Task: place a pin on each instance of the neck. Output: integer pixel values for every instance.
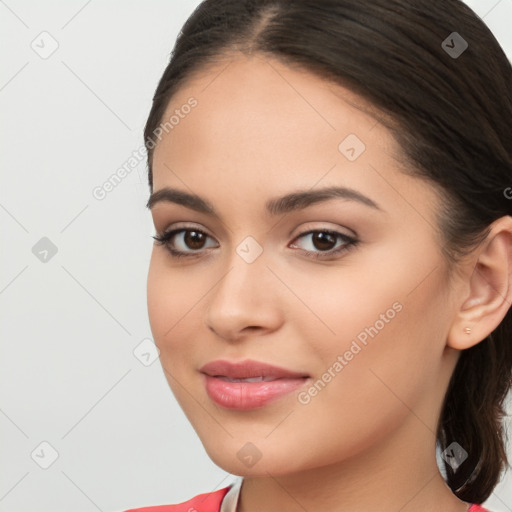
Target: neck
(399, 472)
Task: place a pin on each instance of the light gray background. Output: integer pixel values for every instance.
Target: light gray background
(69, 327)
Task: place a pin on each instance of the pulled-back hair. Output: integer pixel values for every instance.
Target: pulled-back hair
(451, 117)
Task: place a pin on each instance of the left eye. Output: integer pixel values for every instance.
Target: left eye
(322, 240)
(194, 239)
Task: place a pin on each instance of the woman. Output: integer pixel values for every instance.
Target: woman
(330, 286)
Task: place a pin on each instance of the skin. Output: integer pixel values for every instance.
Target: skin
(366, 441)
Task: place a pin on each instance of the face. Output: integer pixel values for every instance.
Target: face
(349, 291)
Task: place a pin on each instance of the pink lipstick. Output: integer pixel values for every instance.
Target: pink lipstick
(248, 384)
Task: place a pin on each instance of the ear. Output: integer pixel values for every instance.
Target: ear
(487, 290)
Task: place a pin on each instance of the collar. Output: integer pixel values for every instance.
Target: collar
(230, 500)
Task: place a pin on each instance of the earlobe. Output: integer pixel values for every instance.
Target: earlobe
(488, 290)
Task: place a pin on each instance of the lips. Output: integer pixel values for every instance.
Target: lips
(249, 384)
(249, 369)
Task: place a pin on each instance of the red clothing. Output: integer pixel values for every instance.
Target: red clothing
(211, 502)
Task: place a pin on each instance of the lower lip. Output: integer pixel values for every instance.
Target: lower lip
(249, 395)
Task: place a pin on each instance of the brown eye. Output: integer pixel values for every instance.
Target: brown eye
(323, 241)
(194, 239)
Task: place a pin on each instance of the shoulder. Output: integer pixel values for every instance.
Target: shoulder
(207, 502)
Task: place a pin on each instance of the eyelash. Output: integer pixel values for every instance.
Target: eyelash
(350, 243)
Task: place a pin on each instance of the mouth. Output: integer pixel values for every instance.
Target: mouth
(249, 384)
(249, 369)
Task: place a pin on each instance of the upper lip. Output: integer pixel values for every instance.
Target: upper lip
(247, 369)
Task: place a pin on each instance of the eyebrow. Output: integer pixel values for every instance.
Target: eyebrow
(294, 201)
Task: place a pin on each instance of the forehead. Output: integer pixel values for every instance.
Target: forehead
(259, 125)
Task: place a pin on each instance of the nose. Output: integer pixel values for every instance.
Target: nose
(245, 301)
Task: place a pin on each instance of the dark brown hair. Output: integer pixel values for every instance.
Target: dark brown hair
(451, 116)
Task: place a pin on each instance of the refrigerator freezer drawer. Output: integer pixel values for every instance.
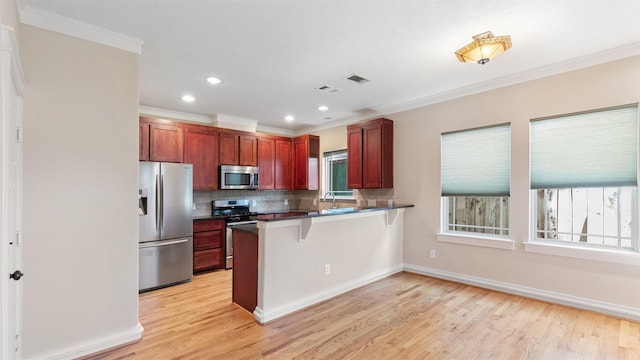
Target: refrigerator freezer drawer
(164, 263)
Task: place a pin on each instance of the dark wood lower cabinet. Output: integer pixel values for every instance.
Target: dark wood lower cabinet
(208, 244)
(245, 269)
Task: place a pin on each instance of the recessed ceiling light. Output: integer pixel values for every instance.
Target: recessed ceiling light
(213, 80)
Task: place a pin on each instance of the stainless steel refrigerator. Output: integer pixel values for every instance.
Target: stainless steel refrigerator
(166, 224)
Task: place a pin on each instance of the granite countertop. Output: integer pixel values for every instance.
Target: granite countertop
(301, 214)
(306, 213)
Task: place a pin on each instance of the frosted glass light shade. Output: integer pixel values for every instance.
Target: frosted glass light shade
(484, 47)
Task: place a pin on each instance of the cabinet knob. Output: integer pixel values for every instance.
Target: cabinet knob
(16, 275)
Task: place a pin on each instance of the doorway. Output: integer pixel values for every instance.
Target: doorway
(11, 201)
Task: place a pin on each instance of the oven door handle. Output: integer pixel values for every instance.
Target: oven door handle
(242, 222)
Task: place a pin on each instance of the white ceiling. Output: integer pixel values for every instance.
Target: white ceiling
(272, 55)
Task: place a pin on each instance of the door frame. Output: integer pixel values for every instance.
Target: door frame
(11, 213)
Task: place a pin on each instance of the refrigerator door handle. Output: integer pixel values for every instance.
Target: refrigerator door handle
(165, 243)
(157, 204)
(161, 205)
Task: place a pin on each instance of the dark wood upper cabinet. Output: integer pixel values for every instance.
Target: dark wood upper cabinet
(354, 157)
(370, 154)
(229, 148)
(248, 150)
(143, 142)
(238, 149)
(283, 170)
(166, 143)
(306, 152)
(201, 149)
(266, 164)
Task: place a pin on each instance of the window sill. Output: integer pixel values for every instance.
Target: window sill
(605, 255)
(476, 240)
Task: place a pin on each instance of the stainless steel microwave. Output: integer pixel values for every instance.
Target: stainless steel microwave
(235, 177)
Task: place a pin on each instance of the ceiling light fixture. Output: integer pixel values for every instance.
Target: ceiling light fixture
(213, 80)
(484, 47)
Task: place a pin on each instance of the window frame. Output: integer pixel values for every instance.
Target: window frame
(327, 157)
(584, 250)
(580, 251)
(471, 238)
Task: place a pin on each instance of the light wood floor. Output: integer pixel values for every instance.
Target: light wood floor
(404, 316)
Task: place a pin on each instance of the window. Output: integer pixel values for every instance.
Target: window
(583, 178)
(592, 216)
(335, 174)
(475, 179)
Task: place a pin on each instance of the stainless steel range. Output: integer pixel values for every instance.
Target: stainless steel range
(234, 212)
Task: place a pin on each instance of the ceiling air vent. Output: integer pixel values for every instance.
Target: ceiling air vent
(328, 89)
(357, 78)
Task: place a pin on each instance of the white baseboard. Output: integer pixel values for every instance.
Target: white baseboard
(93, 346)
(619, 311)
(263, 316)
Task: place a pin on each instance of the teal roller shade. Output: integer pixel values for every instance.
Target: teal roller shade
(594, 149)
(476, 162)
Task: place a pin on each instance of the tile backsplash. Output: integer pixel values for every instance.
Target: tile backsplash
(268, 201)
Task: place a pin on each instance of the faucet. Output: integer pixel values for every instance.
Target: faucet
(333, 195)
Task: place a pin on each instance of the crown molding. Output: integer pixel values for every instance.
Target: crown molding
(10, 46)
(174, 115)
(601, 57)
(276, 130)
(50, 21)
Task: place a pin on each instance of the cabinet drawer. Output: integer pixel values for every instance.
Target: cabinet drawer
(207, 259)
(207, 225)
(207, 239)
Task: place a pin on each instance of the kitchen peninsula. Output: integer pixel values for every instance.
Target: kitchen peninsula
(305, 257)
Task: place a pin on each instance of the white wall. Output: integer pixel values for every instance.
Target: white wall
(359, 247)
(417, 176)
(8, 15)
(81, 179)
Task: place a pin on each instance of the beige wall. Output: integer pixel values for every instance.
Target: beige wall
(417, 180)
(80, 188)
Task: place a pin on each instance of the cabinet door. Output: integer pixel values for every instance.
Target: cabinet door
(207, 240)
(266, 164)
(372, 157)
(300, 155)
(166, 143)
(143, 142)
(200, 150)
(354, 158)
(229, 146)
(283, 166)
(208, 259)
(248, 150)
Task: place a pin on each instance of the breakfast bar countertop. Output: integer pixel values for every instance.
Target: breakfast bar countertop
(302, 214)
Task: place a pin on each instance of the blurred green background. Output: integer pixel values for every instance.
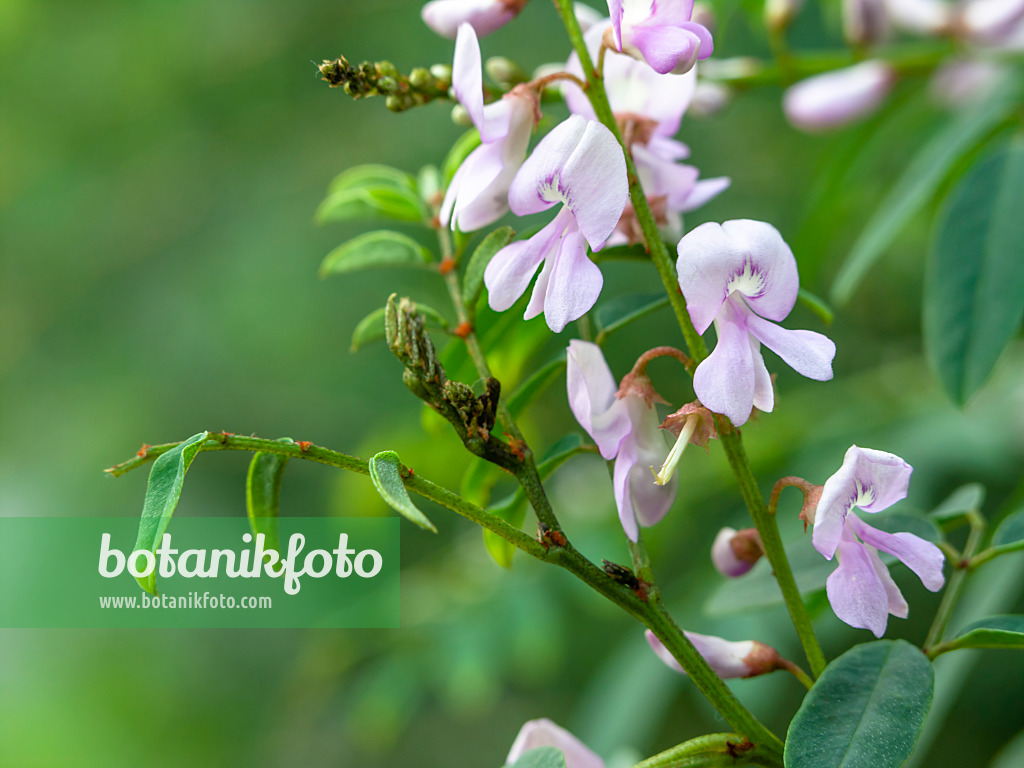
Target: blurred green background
(160, 164)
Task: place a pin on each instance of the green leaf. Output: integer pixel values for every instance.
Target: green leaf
(472, 285)
(540, 380)
(512, 509)
(865, 711)
(263, 495)
(965, 499)
(1011, 530)
(385, 471)
(542, 757)
(919, 182)
(817, 305)
(994, 632)
(622, 310)
(371, 328)
(372, 174)
(375, 249)
(372, 202)
(974, 285)
(162, 494)
(459, 152)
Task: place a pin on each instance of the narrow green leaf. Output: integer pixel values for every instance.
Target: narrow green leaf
(162, 494)
(263, 495)
(994, 632)
(542, 757)
(385, 471)
(620, 311)
(974, 285)
(965, 499)
(1011, 530)
(919, 182)
(472, 285)
(371, 328)
(372, 174)
(459, 152)
(817, 305)
(512, 509)
(865, 711)
(372, 202)
(540, 380)
(375, 249)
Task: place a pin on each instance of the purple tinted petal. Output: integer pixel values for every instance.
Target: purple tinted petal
(666, 48)
(769, 281)
(467, 73)
(592, 396)
(510, 270)
(650, 502)
(806, 352)
(856, 593)
(444, 16)
(621, 484)
(838, 97)
(593, 181)
(924, 558)
(535, 186)
(708, 259)
(546, 733)
(764, 391)
(724, 382)
(572, 284)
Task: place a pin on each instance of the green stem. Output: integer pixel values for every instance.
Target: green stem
(729, 437)
(712, 751)
(952, 593)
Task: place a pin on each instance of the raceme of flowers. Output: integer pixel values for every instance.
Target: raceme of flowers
(740, 274)
(860, 590)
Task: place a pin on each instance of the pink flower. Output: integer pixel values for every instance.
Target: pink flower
(860, 590)
(660, 33)
(625, 426)
(477, 195)
(740, 274)
(536, 733)
(839, 97)
(444, 16)
(648, 108)
(728, 659)
(580, 165)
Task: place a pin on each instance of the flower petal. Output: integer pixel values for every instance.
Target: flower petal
(592, 396)
(510, 270)
(572, 285)
(855, 591)
(806, 352)
(543, 732)
(724, 382)
(924, 558)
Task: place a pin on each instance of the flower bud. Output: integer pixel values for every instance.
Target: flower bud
(779, 13)
(728, 659)
(838, 97)
(734, 552)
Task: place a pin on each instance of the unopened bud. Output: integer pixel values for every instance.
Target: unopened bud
(504, 71)
(728, 659)
(779, 13)
(838, 97)
(734, 552)
(420, 78)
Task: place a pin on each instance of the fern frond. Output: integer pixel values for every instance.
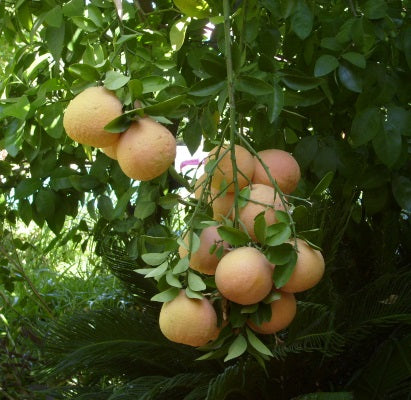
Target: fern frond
(326, 396)
(113, 342)
(388, 369)
(328, 343)
(385, 302)
(160, 387)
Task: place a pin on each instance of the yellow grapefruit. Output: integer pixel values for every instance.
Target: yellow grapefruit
(188, 321)
(262, 199)
(146, 150)
(223, 174)
(244, 276)
(283, 168)
(201, 260)
(87, 115)
(283, 312)
(308, 270)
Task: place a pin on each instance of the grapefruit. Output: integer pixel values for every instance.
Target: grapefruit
(87, 115)
(262, 199)
(283, 312)
(223, 173)
(308, 270)
(283, 168)
(201, 260)
(188, 321)
(146, 150)
(244, 276)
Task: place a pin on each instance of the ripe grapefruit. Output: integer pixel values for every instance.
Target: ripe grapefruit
(283, 168)
(223, 173)
(146, 150)
(244, 276)
(308, 270)
(201, 260)
(283, 312)
(188, 321)
(87, 115)
(262, 199)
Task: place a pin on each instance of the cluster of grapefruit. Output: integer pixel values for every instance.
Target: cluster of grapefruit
(243, 275)
(144, 151)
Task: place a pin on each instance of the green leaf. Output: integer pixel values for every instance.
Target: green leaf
(237, 348)
(85, 72)
(166, 295)
(55, 40)
(233, 236)
(105, 207)
(19, 109)
(26, 188)
(356, 59)
(178, 33)
(244, 196)
(366, 125)
(260, 227)
(157, 272)
(325, 64)
(45, 202)
(193, 295)
(350, 78)
(253, 86)
(258, 344)
(207, 87)
(172, 280)
(181, 266)
(388, 145)
(144, 208)
(155, 258)
(154, 84)
(277, 234)
(302, 20)
(275, 103)
(401, 189)
(282, 273)
(375, 9)
(115, 80)
(119, 124)
(323, 184)
(165, 107)
(195, 282)
(192, 135)
(279, 255)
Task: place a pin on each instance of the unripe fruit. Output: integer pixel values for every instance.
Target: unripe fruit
(308, 270)
(244, 276)
(261, 199)
(283, 312)
(146, 150)
(283, 168)
(87, 115)
(223, 173)
(188, 321)
(201, 260)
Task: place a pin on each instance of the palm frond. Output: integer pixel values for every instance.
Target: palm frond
(384, 302)
(329, 343)
(388, 370)
(113, 342)
(161, 387)
(326, 396)
(116, 259)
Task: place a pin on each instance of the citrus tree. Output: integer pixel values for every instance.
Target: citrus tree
(250, 82)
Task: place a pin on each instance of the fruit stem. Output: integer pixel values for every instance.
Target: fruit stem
(231, 101)
(277, 189)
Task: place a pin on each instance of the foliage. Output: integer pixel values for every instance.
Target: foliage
(327, 81)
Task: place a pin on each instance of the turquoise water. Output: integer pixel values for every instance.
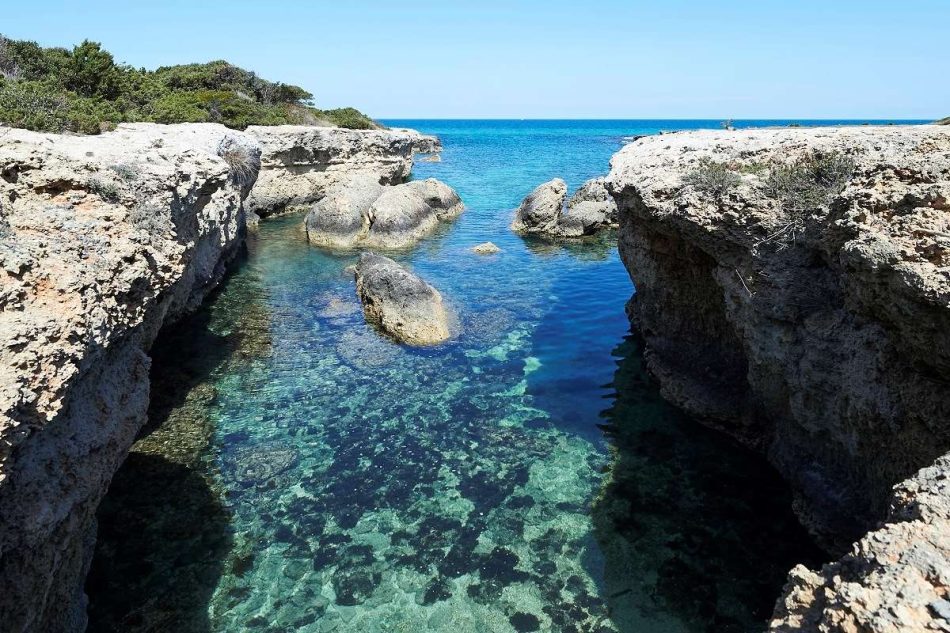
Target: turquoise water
(303, 473)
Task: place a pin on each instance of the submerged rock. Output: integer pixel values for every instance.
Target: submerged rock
(486, 248)
(401, 303)
(256, 464)
(589, 210)
(361, 212)
(540, 210)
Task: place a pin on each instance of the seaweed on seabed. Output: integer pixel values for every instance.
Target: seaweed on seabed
(667, 470)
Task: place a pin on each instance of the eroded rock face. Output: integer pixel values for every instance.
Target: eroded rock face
(894, 580)
(341, 218)
(820, 335)
(102, 240)
(359, 212)
(542, 207)
(400, 302)
(300, 164)
(589, 210)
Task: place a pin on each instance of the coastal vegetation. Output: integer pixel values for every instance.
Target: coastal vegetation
(84, 90)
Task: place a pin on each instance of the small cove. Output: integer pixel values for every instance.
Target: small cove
(304, 473)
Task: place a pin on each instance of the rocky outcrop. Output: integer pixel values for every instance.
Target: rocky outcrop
(401, 303)
(589, 210)
(894, 580)
(793, 289)
(300, 164)
(541, 208)
(102, 240)
(359, 212)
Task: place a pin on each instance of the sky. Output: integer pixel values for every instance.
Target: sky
(556, 59)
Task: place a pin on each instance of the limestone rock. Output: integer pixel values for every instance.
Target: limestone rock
(486, 248)
(341, 218)
(815, 327)
(894, 579)
(540, 210)
(399, 302)
(441, 198)
(301, 163)
(103, 239)
(589, 210)
(360, 212)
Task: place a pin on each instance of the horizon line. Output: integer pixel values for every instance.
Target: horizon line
(514, 118)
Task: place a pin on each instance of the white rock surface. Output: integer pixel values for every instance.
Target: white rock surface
(400, 302)
(358, 212)
(301, 163)
(819, 333)
(102, 240)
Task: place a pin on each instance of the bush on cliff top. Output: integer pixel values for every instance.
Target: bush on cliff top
(84, 90)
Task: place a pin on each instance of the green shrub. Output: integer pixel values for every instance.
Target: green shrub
(811, 181)
(712, 178)
(33, 105)
(84, 90)
(349, 118)
(804, 186)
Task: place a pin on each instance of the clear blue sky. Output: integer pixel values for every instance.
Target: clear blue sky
(555, 59)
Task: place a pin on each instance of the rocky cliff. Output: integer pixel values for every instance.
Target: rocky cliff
(103, 240)
(300, 163)
(793, 289)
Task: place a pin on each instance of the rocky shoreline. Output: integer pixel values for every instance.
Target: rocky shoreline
(817, 334)
(103, 241)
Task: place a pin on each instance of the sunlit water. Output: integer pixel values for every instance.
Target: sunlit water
(304, 473)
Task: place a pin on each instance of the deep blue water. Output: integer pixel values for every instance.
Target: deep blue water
(304, 473)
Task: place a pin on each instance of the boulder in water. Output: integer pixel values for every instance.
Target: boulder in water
(589, 210)
(486, 248)
(400, 302)
(540, 211)
(361, 212)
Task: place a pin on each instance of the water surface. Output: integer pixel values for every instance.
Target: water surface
(303, 473)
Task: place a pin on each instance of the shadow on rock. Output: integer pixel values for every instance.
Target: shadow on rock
(696, 530)
(592, 248)
(163, 539)
(164, 532)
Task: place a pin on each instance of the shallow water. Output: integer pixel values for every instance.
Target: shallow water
(303, 473)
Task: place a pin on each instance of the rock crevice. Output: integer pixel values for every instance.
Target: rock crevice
(793, 289)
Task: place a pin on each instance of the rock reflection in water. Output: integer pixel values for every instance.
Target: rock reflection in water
(698, 533)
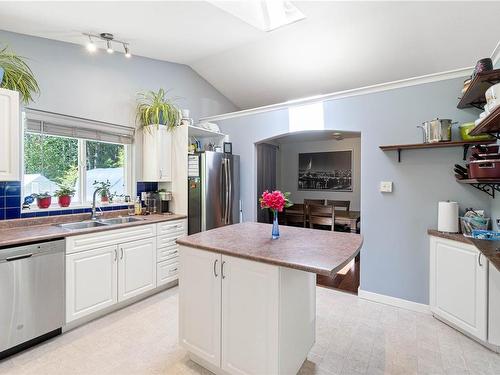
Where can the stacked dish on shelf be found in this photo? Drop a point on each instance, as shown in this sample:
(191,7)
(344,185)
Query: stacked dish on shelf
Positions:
(492,96)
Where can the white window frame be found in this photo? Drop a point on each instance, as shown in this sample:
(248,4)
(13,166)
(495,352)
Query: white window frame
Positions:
(82,174)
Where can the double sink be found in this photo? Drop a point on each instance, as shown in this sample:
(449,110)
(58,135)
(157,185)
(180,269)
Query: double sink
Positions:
(98,223)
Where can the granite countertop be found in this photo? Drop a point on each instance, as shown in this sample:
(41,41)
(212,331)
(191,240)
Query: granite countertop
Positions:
(490,249)
(311,250)
(20,231)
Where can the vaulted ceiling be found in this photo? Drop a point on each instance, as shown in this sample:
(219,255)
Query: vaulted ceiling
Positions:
(339,46)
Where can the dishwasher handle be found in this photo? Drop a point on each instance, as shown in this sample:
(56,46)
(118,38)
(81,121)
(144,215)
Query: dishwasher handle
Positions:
(18,257)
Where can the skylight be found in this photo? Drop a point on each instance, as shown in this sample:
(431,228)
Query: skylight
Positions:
(306,117)
(265,15)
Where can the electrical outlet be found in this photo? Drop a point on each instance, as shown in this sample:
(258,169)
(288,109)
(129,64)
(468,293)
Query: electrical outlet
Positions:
(386,186)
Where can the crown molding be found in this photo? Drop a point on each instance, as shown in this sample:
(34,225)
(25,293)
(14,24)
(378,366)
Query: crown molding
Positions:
(435,77)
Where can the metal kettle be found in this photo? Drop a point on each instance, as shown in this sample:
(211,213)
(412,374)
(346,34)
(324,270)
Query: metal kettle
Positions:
(437,130)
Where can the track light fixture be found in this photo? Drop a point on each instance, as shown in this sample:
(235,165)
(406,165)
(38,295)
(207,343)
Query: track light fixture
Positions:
(91,47)
(109,39)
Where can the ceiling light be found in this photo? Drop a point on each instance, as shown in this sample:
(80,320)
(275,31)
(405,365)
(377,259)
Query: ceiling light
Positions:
(109,49)
(91,47)
(127,51)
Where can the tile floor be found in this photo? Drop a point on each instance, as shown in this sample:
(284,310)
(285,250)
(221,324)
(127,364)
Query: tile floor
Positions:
(354,336)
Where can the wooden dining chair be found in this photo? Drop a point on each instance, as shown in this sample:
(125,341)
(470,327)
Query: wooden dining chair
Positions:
(296,214)
(321,215)
(344,205)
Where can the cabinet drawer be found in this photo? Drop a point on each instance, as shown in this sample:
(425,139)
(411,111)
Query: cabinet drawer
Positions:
(168,240)
(167,253)
(172,227)
(166,272)
(110,237)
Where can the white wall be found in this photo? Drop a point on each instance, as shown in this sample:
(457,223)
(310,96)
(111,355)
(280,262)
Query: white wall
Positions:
(289,166)
(395,252)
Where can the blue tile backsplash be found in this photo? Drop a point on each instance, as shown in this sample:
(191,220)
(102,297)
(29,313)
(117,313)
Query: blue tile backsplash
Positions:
(10,203)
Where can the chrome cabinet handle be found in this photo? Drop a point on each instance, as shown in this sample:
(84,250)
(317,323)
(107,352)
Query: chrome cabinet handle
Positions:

•••••

Above this task is a listing. Restate, word for word and with nothing added, the lines from the one with "Target: light wood floor" through the one with "Task: place a pin on each instance of the white baseboard.".

Target: light wood floor
(404, 316)
Task: place a pin on each instance of the window. Output: integer pixel values for every instance.
Target: window
(583, 178)
(592, 216)
(335, 174)
(475, 179)
Task: place a pin on each instance of the stainless steel range. Output: integer pixel values for every instance.
Target: stainless steel range
(234, 212)
Task: place a pin on each instance of the ceiling air vent. Output: integer pixel values for every instance.
Target: ceiling air vent
(328, 89)
(357, 78)
Task: place a pin on each instance of the white baseboard. Output: integer pixel values for every instance.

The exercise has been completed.